TASK TO CARRY OUT =
Output the material below as a CSV with two columns, text and points. Give one row for each piece of wording paired with the coordinates listed after it, and put each value in a single quoted field with its line breaks replaced by spaces, leaving the pictures out.

——

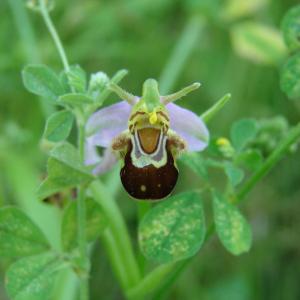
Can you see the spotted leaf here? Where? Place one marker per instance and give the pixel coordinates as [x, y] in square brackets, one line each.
[174, 229]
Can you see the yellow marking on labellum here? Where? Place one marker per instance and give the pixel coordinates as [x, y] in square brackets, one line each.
[153, 118]
[149, 138]
[222, 142]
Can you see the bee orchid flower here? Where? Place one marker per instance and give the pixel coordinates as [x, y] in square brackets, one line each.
[147, 134]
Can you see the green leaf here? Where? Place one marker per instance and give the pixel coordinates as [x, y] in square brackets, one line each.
[58, 126]
[64, 171]
[42, 81]
[258, 42]
[195, 162]
[251, 159]
[77, 79]
[290, 77]
[96, 222]
[174, 229]
[243, 132]
[32, 277]
[234, 174]
[19, 236]
[291, 28]
[75, 100]
[232, 228]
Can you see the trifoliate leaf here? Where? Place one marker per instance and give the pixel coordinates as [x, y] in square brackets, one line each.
[195, 162]
[234, 174]
[174, 229]
[96, 222]
[243, 132]
[290, 77]
[258, 42]
[291, 28]
[77, 79]
[58, 126]
[32, 277]
[232, 228]
[19, 236]
[64, 171]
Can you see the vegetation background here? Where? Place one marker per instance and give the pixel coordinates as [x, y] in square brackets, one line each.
[140, 35]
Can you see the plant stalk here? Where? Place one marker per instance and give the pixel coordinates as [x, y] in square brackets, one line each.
[54, 35]
[292, 137]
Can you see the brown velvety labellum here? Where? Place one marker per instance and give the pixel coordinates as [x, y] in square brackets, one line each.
[149, 138]
[149, 183]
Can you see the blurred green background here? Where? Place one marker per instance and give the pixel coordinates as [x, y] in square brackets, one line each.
[140, 35]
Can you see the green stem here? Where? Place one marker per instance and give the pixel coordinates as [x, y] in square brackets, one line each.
[145, 287]
[113, 252]
[54, 35]
[25, 30]
[292, 137]
[184, 47]
[119, 232]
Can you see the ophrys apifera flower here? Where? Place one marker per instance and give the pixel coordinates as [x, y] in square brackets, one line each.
[147, 133]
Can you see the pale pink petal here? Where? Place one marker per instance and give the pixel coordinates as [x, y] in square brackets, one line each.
[189, 126]
[107, 123]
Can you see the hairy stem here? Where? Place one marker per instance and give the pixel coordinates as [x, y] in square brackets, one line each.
[54, 35]
[184, 47]
[121, 239]
[292, 137]
[81, 219]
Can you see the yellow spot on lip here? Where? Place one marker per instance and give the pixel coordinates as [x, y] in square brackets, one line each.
[153, 118]
[222, 142]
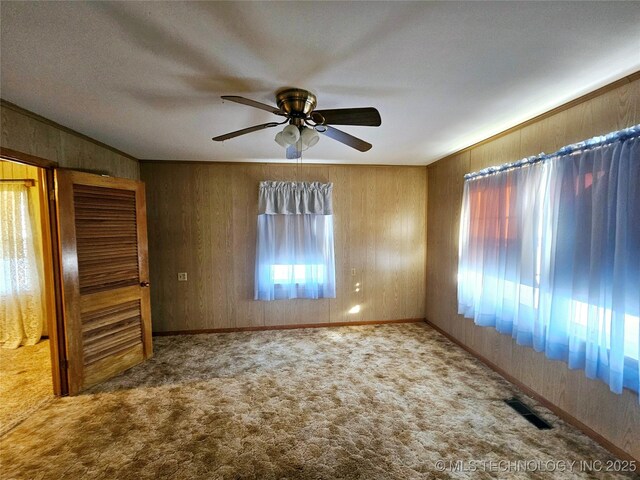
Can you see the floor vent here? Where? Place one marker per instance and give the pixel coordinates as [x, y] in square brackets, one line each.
[528, 414]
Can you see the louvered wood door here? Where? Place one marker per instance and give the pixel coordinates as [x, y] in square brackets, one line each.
[105, 275]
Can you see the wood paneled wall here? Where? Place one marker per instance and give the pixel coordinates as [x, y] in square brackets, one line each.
[31, 134]
[614, 417]
[202, 220]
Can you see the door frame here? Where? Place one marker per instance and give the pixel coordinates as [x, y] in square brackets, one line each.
[57, 334]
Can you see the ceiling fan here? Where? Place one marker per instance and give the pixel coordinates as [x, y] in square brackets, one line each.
[298, 108]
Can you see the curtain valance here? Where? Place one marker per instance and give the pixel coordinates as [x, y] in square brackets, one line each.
[292, 198]
[580, 147]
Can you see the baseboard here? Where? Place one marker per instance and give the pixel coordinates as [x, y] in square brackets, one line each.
[286, 327]
[564, 415]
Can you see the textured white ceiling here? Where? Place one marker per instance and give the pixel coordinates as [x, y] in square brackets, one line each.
[146, 77]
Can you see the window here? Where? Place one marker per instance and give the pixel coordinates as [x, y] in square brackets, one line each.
[549, 254]
[295, 257]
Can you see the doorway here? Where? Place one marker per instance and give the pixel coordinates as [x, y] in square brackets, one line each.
[28, 377]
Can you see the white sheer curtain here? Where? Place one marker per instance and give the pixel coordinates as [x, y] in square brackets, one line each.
[550, 254]
[21, 312]
[295, 256]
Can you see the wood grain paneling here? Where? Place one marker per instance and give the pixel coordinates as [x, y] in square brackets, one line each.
[28, 133]
[614, 417]
[202, 220]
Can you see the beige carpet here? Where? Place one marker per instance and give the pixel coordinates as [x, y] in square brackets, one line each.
[25, 382]
[383, 402]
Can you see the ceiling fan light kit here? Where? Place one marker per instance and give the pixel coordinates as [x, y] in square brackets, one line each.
[304, 122]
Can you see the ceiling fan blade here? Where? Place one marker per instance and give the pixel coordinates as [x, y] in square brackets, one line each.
[252, 103]
[347, 139]
[293, 152]
[244, 131]
[367, 117]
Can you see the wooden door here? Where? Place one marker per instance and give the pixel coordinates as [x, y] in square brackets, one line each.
[102, 227]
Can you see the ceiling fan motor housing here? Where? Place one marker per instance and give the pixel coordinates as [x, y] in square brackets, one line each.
[296, 102]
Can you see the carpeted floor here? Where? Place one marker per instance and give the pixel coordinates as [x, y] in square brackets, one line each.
[25, 382]
[384, 402]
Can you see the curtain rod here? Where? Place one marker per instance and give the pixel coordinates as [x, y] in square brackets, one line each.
[29, 182]
[594, 142]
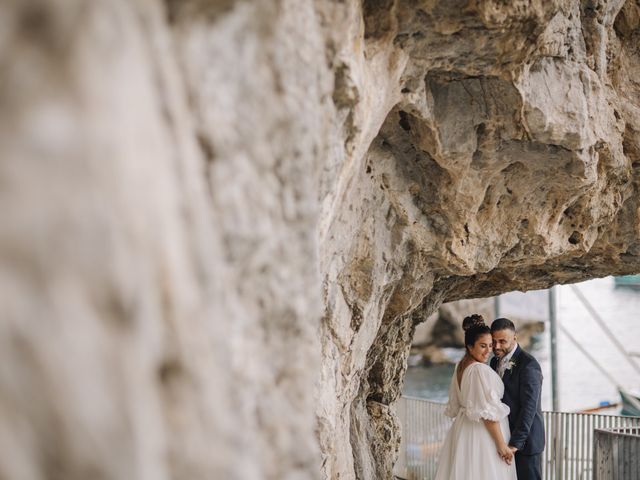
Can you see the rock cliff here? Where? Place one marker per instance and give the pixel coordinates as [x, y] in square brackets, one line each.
[223, 219]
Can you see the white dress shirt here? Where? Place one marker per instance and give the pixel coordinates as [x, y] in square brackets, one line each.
[504, 361]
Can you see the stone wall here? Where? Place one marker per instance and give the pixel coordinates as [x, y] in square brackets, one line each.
[223, 219]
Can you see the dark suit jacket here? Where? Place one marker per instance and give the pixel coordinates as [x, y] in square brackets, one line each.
[522, 392]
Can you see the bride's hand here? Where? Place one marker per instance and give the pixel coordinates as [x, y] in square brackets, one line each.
[505, 453]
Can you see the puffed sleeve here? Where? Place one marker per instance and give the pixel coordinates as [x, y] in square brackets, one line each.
[484, 395]
[453, 405]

——

TASK RESULT =
text,points
"Can you see the spotted leaf here? Where? Place one marker per instance and give the pixel coordinates as [x, y] in square brackets, one line each.","[174, 229]"
"Can you see the yellow marking on labellum here? Where? Place one marker per instance and give the pixel coordinates as [x, y] in square brackets, one line each.","[153, 118] [149, 138] [222, 142]"
"Can you see the bee orchid flower here? Where? Place one marker per instance and give the pixel coordinates as [x, y] in square brackets, one line each.","[147, 134]"
"Can you see the green leaf here? Where? Place one marker per instance and give the pixel coordinates as [x, y] in square brackets, one line each.","[58, 126] [64, 171] [42, 81] [258, 42] [195, 162] [251, 159] [77, 79] [290, 77] [96, 222] [174, 229] [243, 132] [32, 277] [234, 174] [19, 236] [291, 28] [75, 100] [232, 228]"
"Can you see the trifoliate leaf here? Where? Place one marker per instance and give the pixel coordinates as [x, y] in square brackets, one line each.","[195, 162] [234, 174] [174, 229] [96, 222] [243, 132] [290, 77] [258, 42] [291, 28] [77, 79] [58, 126] [32, 277] [232, 228] [19, 236] [64, 171]"
"Can you see the vegetation background here? Where? Place one marker per instance and give the pixel coordinates as [x, y] in square brackets, one line each.","[140, 35]"
"Can you see the plant stalk here? Where? Place one marker per instance and give the pixel coordinates as [x, y] in square brackets, one line each.","[54, 35] [292, 137]"
"Can you see the brown velvety labellum here? Where? Place one marker per instance and give the pixel coordinates as [x, y] in square brackets, one line each.","[149, 138] [149, 183]"
"Can you see the blurred green background here? Where? Place one marker per instance and give the pixel coordinates as [x, y] in square brackets, one line each.","[140, 35]"
"Can you see the green stem here? Where? Place one marker per instance and give the pixel coordinates as [x, y] in square brackets, one line each.","[145, 287] [113, 252] [54, 35] [25, 30] [292, 137] [184, 47] [119, 232]"
"Can you see the ophrys apifera flower here? Where? Place one marker per instance and give the pixel coordinates as [x, y] in square brackets, one line each.","[147, 133]"
"Can you see the pale pink petal here? Where? Place one marker per instance and give the pixel coordinates as [x, y] in square brackets, one line each.","[189, 126] [107, 123]"
"Can you see the hairy stem here? Where? Place one marker per instance and give the pixel coordinates as [x, y] in square brackets, one line each.","[54, 35] [184, 47] [121, 239] [292, 137] [81, 219]"
"Can you see the yellow spot on lip here? Where? Place one marker per instance and give the pixel coordinates as [x, y] in square brackets, one line each.","[153, 118] [222, 142]"
"Can you see the floor vent here? Where? Place one marker per instance and give the pixel coordinates as [x, y] in square brackets, one line each.","[528, 414]"
"Can you see the louvered wood door here? Where? Place one marker per instance and give the pixel coordinates as [x, y] in square brackets, one line each.","[105, 275]"
"Can you see the wood paneled wall here? Where? Place one marker per instance and give the pixel coordinates as [x, y] in square brackets, one line each.","[31, 134] [614, 417] [202, 220]"
"Can you see the door frame here? Where? Place one marker per instance and give the pixel coordinates as [x, y] in square brackets, one line each.","[57, 334]"
"Can you see the ceiling fan here? Where? Place one marker per instance and give the pixel coordinates as [x, y] in square brackets, one line each.","[298, 108]"
"Can you see the curtain valance here? Where? Place one marker per instance and give the pixel coordinates as [x, y] in square brackets, one line each.","[292, 198] [580, 147]"
"Can you see the baseboard here? Where? Place one marker per instance and give the pixel coordinates as [x, y] in square brackets, one line each.","[286, 327] [564, 415]"
"Can you see the textured white ceiling here? Where? Place one marker per instance and give the pixel coordinates as [x, y] in square brackets, one line each.","[146, 77]"
"Can you see the window here? Where? Place one marker per instance and give the pixel coordinates as [x, y] in square brackets, one line each.","[549, 254] [295, 257]"
"Can you see the doorway here? Where? Place one marker per instance and give the pixel coordinates as [x, y] in square brackets, one line each.","[28, 377]"
"Can you see the white sheer curtain here? Where? Place one marker per instance and give the pixel coordinates as [x, y] in square brackets, one line each.","[550, 254] [21, 312] [295, 256]"
"Can you see the wood grain paneling here? Where? Place one marker per instance and give the pixel coordinates as [x, y] in square brackets, one line each.","[28, 133] [614, 417] [202, 220]"
"Can you see the beige carpet here? Where? Place one marker per instance and give the pixel coordinates as [x, y] in square brackets, one line each.","[25, 382] [383, 402]"
"Can you see the ceiling fan light kit here? Where? Place one marker per instance and give the pixel coordinates as [x, y] in square brackets, one line each.","[304, 122]"
"Can you see the ceiling fan blade here? Where? Place one marker per instance and give the pixel coordinates as [x, y] in square brackets, one line each.","[252, 103] [347, 139] [293, 152] [244, 131] [367, 117]"
"Can you see the wooden door here? Where? Place one marker per instance and give the pixel coordinates as [x, y] in square brackets, one line each.","[102, 227]"
"Can you see the ceiling fan motor housing here? Where? Place one marker per instance and give the pixel coordinates as [x, y] in square brackets, one line each.","[296, 102]"
"Can you see the carpeted floor here? Where? Place one marker per instance and give the pixel coordinates as [x, y] in square brackets, one line each.","[25, 382] [384, 402]"
"Can you see the curtain rod here? Where? Place one marker per instance and give the pixel coordinates as [x, y] in square brackets, one line each.","[29, 182] [594, 142]"
"Can you see the rock cliff here? Where? Place one marker per instance and give the pixel coordinates as [x, y] in square brackets, one line each.","[223, 219]"
"Can you see the white dress shirt here? Where? Place one marker per instance and give the pixel coordinates as [x, y] in square brackets, one line each.","[504, 361]"
"Can you see the stone wall here? Where? Place one marker per instance and give the pixel coordinates as [x, y] in square brackets, one line each.","[223, 219]"
"Can you see the dark suit jacket here? Where? Place one marker per instance and give the pixel coordinates as [x, y] in square brackets, one line each.","[522, 392]"
"Can you see the bride's hand here? Where? Place one marker per instance and give the pixel coordinates as [x, y] in square brackets, one line each.","[505, 453]"
"Can you see the puffed sleeve here? Where? Place one marker per instance and give the pixel coordinates as [x, y] in square brackets, one line each.","[484, 395] [453, 405]"